- PROBLEM TO SOLVE:
Rewrite the records from the line containing "of the smartphone" down through the end of the records, swapping "drop a dot" for "place a point" and leaving everything else unchanged. Give back only those lines.
════
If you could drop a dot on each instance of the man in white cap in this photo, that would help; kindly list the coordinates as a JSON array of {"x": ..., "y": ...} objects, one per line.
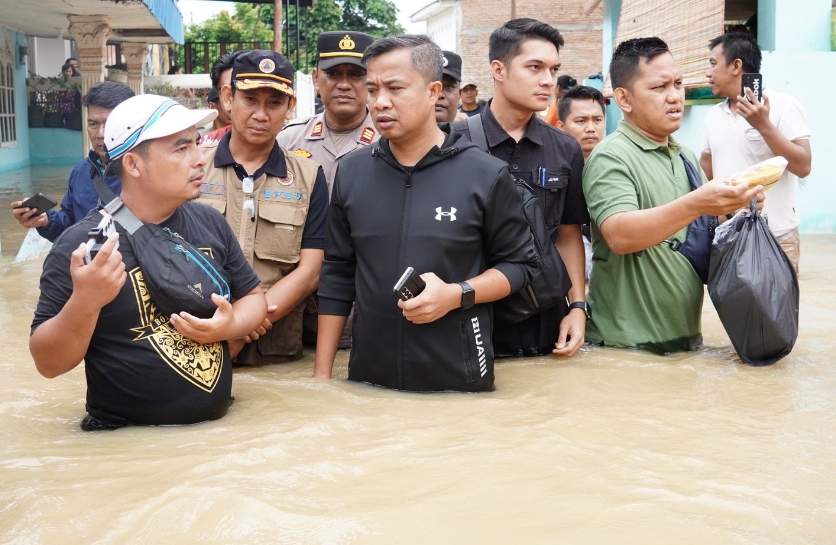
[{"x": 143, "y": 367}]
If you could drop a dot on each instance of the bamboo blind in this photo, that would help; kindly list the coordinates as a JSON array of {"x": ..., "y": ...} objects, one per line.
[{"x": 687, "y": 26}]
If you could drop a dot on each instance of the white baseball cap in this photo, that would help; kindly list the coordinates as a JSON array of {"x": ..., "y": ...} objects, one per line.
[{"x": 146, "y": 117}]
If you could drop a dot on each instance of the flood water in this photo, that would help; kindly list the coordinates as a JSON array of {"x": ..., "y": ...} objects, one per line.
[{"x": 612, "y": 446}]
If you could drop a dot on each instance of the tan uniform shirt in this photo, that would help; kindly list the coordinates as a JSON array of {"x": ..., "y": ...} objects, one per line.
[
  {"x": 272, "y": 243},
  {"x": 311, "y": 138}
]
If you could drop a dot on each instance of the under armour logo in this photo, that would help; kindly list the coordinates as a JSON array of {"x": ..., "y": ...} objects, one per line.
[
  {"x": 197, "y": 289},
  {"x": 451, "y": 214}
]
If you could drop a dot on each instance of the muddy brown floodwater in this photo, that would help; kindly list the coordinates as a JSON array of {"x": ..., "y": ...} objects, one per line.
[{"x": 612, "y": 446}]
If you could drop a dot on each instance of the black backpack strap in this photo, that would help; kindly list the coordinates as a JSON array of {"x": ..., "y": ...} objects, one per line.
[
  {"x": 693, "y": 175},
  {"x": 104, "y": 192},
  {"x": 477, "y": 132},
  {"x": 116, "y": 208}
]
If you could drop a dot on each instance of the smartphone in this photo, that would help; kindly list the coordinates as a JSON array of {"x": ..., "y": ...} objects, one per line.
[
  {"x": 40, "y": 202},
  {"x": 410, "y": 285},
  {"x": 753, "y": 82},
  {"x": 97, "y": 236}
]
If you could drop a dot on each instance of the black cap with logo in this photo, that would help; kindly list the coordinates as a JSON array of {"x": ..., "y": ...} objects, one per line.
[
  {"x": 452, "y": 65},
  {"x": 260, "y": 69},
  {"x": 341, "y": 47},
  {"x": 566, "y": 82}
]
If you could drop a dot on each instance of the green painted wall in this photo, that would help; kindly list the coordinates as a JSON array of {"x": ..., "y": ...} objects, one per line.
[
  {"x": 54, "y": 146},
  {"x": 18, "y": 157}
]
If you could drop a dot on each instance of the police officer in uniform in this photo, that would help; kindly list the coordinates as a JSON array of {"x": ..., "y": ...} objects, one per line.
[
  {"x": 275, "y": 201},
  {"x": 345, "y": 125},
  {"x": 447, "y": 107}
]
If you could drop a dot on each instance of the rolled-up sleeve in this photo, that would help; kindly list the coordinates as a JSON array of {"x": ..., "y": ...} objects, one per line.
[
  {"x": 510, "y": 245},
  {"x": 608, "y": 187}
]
════
- ANSWER IN FULL:
If you could place a point on each instance of the smartphone in this photo, that would help; kindly list the coordinates as a JSON array of {"x": ..., "y": ...} objects, one per line.
[
  {"x": 40, "y": 202},
  {"x": 410, "y": 285},
  {"x": 753, "y": 82},
  {"x": 97, "y": 236}
]
If you could place a point on each instance of the black cap with logo in this photo, that would help; kindly list the coordinates as a JSON array of {"x": ..., "y": ...} objects, one per line.
[
  {"x": 452, "y": 65},
  {"x": 260, "y": 69},
  {"x": 341, "y": 47},
  {"x": 566, "y": 82}
]
If you could place a point on each instance of the green painted wall in this photo, that would help; kindly list the coordinates as a JSON array of {"x": ..., "y": ...} objects, one per line.
[
  {"x": 54, "y": 146},
  {"x": 18, "y": 157}
]
If you could place a point on each instance of the police officer in uniform in this photo, that would help; kindly list the coordinates as a JSON array of {"x": ..., "y": ...} objects, one per line.
[
  {"x": 275, "y": 201},
  {"x": 345, "y": 125},
  {"x": 447, "y": 107}
]
If you could place a point on each instance of the rolled-up sleeve in this photo, that would help; kindly list the coordinates as a JSON array of {"x": ..., "y": ...} objects, one per line.
[
  {"x": 510, "y": 245},
  {"x": 608, "y": 187}
]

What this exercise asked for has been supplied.